▶ [TEXT BLOCK]
In the referenced message, coolidge@cs.uiuc.edu wrote:
}                                  Message-id's seem to be the most
}common thing to get mashed in transmission.

Uh, doesn't this seem a little unlikely to you?  Doesn't it seem more
likely that bits all over the articles are getting munged with equal
probability, but we tend to notice when it happens to Message-Id's
since that results in duplicate articles?  In fact, precisely this
realization is what led me to propose Checksum: -- if it's true, then
munging is *far* more common than previously thought.
---
Jef

      Jef Poskanzer  jef@well.sf.ca.us  {ucbvax, apple, hplabs}!well!jef
    "If you give me six lines written by the most honest man, I will find
           something in them to hang him." -- Cardinal de Richelieu

tneff@bfmny0.UU.NET (Tom Neff) (11/17/89)

In article <1989Nov16.191837.13850@vicom.com> lmb@vicom.COM (Larry Blair) writes:
>Who cares about the article body?  It is the headers that need to be protected,
>particularly the Message-ID.

I think this could officially be called the "News for its own sake"
position. :-)
-- 
"The country couldn't run without Prohibition.       ][  Tom Neff
 That is the industrial fact." -- Henry Ford, 1929   ][  tneff@bfmny0.UU.NET

coolidge@brutus.cs.uiuc.edu (John Coolidge) (11/17/89)

jef@well.UUCP (Jef Poskanzer) writes:

>In the referenced message, coolidge@cs.uiuc.edu wrote:
>}                                  Message-id's seem to be the most
>}common thing to get mashed in transmission.

>Uh, doesn't this seem a little unlikely to you?  Doesn't it seem more
>likely that bits all over the articles are getting munged with equal
>probability, but we tend to notice when it happens to Message-Id's
>since that results in duplicate articles?

▶ [DATA SHOWN]

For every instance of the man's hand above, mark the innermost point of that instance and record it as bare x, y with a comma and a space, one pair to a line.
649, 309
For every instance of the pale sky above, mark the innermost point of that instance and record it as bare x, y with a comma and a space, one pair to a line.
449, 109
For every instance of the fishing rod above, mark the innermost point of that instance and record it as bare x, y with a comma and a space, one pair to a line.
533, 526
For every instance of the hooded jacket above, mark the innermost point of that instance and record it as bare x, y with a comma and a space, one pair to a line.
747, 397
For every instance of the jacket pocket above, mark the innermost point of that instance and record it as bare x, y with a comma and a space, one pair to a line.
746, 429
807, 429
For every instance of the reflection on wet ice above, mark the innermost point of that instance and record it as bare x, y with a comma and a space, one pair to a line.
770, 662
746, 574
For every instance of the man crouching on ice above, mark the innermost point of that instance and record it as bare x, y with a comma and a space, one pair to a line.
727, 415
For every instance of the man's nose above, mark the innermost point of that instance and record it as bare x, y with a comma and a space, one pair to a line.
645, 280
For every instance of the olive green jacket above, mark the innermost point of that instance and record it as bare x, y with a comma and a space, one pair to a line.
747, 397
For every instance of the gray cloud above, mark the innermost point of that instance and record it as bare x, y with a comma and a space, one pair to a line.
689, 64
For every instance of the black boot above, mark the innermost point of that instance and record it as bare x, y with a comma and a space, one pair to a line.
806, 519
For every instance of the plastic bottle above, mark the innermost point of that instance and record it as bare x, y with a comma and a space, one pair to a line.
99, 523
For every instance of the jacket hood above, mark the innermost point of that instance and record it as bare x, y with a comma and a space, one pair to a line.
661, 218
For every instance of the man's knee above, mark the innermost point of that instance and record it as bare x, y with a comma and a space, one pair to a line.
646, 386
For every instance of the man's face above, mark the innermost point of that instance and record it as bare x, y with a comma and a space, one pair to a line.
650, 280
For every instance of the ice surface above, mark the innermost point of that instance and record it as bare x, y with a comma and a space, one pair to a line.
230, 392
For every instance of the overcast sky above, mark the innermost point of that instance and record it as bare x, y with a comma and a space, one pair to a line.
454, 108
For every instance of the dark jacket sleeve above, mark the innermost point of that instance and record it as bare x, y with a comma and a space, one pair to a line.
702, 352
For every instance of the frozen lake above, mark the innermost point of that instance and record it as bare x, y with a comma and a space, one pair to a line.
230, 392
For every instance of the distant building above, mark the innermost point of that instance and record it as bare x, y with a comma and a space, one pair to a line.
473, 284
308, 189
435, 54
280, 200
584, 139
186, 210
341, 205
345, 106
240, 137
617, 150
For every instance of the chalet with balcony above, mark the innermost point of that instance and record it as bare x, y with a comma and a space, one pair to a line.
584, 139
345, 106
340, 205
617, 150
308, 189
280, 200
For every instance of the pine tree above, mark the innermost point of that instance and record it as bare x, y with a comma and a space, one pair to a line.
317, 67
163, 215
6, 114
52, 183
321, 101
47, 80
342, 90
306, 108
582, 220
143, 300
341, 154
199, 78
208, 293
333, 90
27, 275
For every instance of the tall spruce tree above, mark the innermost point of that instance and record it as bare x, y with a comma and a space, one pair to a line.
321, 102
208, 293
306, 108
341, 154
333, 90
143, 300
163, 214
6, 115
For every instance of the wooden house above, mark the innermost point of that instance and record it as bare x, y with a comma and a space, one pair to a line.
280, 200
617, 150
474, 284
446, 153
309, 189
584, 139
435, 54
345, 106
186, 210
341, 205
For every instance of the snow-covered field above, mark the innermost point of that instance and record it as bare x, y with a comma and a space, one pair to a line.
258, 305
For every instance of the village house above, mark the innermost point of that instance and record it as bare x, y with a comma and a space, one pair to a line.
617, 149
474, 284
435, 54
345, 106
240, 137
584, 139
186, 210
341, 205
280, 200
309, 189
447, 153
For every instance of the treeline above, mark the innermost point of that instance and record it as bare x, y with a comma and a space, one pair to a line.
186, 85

▶ [WHAT YOU NEED TO DO]
a – Reproduce word for word the rows from the line with "For every instance of the treeline" through the end of the rows, with both ends included.
b – Continue the Usenet thread about Message-IDs getting garbled in transmission from the point where it stops.

▶ [RESPONSE LIST]
a –
For every instance of the treeline above, mark the innermost point of that instance and record it as bare x, y with a comma and a space, one pair to a line.
186, 85

b –
Hmm. I've seen plenty of articles with munged Message-id's, and
many of those had munged text too. I don't remember ever seeing
an article with munged text in which the Message-id _wasn't_
munged, though. This is probably because, if the text gets mashed
but the Message-id doesn't, then downstream feeds don't take the
mashed copy but only the good one (all of the duplicate, mashed
Message-id postings I've seen seem to have been sent twice by the
originating site...).

This might imply that checksumming Message-id, while not sufficient
to stop all body-munging, will have the effect of stopping lots of
it by halting propagation. In any case, checksumming all possible
header fields and the entire text is the right thing to do anyway.

--John

--------------------------------------------------------------------------
John L. Coolidge     Internet:coolidge@cs.uiuc.edu   UUCP:uiucdcs!coolidge
Of course I don't speak for the U of I (or anyone else except myself)
Copyright 1989 John L. Coolidge. Copying allowed if (and only if) attributed.
You may redistribute this article if and only if your recipients may as well.
New NNTP connections always available! Send mail if you're interested.

coolidge@brutus.cs.uiuc.edu (John Coolidge) (11/17/89)

tneff@bfmny0.UU.NET (Tom Neff) writes:

>Exempting specific header fields (Path, Xref) from checksumming is an
>acceptable alternative to checksumming just the body, provided you don't
>mind enthroning a specific set of headers in the RFC (this proposal
>needs one, by the way).

What really needs to be done is to integrate the Checksum: feature
and all of the bugs in the RFC's that have come to light in this
group over the last few months and make up an all-new Standards for
Transmission of Usenet News RFC. Limit specifically the ability of
header-mungers to work their evil voodoo, fix implementation-specific
RFC bogosities, that sort of thing.

>It seems worthwhile to log corrupted articles carefully including path
>information, so that suspect links can be investigated.  The info could
>be collected periodically a la Arbitron and collated centrally for
>announcement on a new cable TV show, "Usenet's Most Wanted" :-)

Yup, this sounds like the right thing to do. Shunt the damaged
article off to the side, report the problem, and make sure it
doesn't go past your site.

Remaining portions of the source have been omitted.